He went back to Bath, Maine, a center for shipbuilding, to visit family in 1853, and commissioned two new barks (including his namesake, Samuel Merritt, 1855), built to his model designed specifically for the coastal lumber trade. When he was called back to Bath, Maine, in 1862 to settle his brother Issac's estate, he contracted for three more sailing ships (Deacon, 1863; Vidette, 1865; Oakland, 1865), all built to his design for trading. After running each ship for a handsome profit, he sold the ships themselves at prices greater than their costs.

In 1852 Merritt began a series of lucrative real estate transactions in San Francisco. He also bought land in what is now the city of Oakland and moved there in 1863.

■ TASK A
Repeat word for word the portion of the passage on Samuel Merritt starting at "He went back" and ending at "than their costs.".
■ TASK B
Carry on the passage on Samuel Merritt from its final sentence.

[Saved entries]
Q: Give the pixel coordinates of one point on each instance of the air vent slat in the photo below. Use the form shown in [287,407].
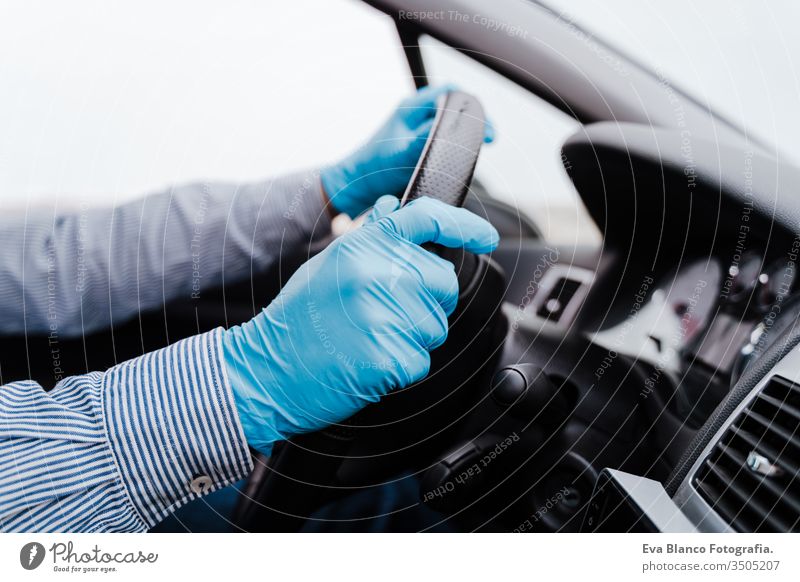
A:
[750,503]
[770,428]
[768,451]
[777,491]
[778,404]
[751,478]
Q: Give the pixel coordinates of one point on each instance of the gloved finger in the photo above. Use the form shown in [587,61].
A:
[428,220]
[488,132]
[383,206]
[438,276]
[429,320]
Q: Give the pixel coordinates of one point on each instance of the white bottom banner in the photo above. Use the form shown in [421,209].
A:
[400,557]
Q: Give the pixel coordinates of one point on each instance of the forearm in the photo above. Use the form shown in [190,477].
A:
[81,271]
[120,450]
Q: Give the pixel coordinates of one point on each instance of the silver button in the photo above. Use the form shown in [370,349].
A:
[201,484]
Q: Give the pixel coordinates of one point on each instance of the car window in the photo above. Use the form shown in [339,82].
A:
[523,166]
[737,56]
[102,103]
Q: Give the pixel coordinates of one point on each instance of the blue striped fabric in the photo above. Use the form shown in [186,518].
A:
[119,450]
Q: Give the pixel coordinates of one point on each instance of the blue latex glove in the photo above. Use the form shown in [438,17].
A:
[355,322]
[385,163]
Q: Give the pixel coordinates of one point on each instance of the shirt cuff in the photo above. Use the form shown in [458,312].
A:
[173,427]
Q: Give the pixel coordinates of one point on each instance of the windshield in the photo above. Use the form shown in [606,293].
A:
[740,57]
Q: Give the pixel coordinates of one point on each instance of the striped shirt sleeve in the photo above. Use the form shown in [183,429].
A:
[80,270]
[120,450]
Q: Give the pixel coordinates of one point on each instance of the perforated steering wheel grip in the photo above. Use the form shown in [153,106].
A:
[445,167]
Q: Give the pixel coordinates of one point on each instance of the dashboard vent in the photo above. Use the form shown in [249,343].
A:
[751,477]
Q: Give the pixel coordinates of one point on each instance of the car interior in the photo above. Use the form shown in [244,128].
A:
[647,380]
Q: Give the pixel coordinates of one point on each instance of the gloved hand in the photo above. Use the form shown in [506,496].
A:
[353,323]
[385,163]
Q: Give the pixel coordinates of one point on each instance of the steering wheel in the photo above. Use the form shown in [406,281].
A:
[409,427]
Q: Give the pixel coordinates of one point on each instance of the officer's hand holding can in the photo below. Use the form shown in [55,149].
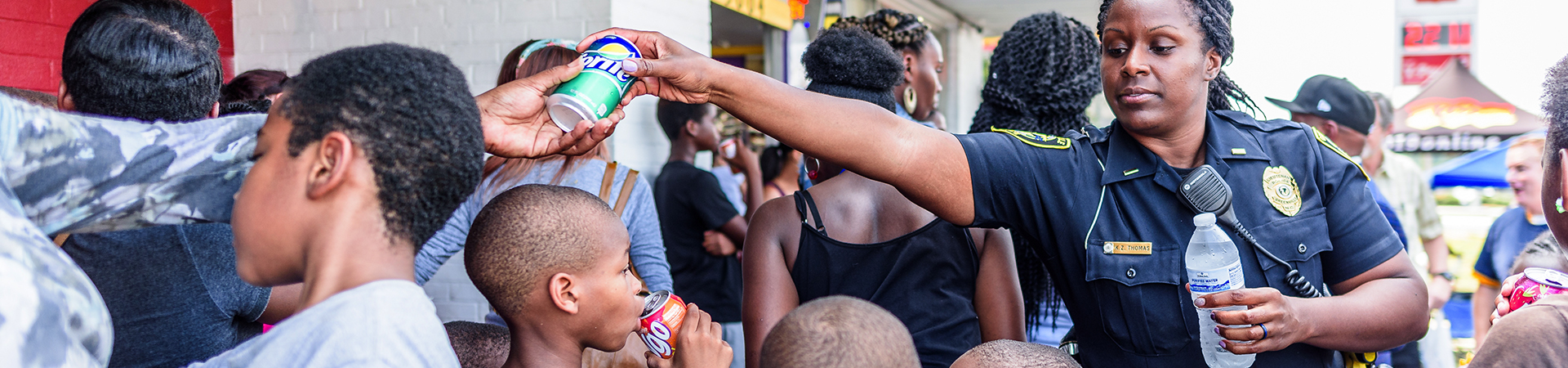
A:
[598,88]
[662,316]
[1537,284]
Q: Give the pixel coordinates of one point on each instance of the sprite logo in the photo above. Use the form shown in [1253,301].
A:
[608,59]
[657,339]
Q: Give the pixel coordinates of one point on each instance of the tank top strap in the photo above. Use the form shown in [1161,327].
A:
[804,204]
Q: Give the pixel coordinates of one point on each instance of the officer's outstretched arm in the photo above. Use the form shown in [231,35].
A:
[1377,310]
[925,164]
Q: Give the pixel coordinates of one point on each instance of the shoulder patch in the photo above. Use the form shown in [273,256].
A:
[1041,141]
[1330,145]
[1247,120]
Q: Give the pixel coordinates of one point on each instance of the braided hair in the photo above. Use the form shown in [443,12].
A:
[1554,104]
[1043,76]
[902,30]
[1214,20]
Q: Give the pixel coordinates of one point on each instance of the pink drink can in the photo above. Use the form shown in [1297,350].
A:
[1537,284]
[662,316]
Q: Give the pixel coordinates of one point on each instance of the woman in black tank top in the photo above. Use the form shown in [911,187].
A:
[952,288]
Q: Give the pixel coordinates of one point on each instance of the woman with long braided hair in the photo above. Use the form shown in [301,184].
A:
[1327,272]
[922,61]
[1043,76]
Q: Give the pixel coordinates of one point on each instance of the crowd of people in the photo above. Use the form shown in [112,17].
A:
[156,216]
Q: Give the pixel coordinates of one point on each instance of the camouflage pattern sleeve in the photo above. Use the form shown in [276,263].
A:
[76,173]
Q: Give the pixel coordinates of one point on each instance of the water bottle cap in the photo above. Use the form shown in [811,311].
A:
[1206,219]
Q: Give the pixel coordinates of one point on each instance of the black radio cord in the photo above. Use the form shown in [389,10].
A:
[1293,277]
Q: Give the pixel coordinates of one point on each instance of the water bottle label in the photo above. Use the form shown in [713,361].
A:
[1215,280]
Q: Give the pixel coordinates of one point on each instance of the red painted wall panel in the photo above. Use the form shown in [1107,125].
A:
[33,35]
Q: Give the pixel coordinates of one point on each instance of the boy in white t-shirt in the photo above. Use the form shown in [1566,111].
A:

■ WRITTEN ANSWER A
He went back to Bath, Maine, a center for shipbuilding, to visit family in 1853, and commissioned two new barks (including his namesake, Samuel Merritt, 1855), built to his model designed specifically for the coastal lumber trade. When he was called back to Bath, Maine, in 1862 to settle his brother Issac's estate, he contracted for three more sailing ships (Deacon, 1863; Vidette, 1865; Oakland, 1865), all built to his design for trading. After running each ship for a handsome profit, he sold the ships themselves at prices greater than their costs.

■ WRITTEN ANSWER B
==Later years==
As mayor of the rapidly growing town of Oakland (1867-1869), Merritt knew that it was crucial to establish the West Coast railhead of the Pacific Railroad in Oakland itself to secure its future economic viability. To achieve this goal, he and his contemporaries resolved complicated and long-standing disputes over tideland ownership through legal maneuvers, negotiated with railroad companies, and navigated a series of compromise waterfront arrangements in spring 1868. "They secure to Oakland the terminus of the greatest work of the age, the Pacific Railroad". As the compromise ordinance was approved on April 1, cynics called it an April Fool's Day trick. As Oakland was an across-the-bay suburb of San Francisco, the press dubbed it the "future Jersey City of the Pacific Coast".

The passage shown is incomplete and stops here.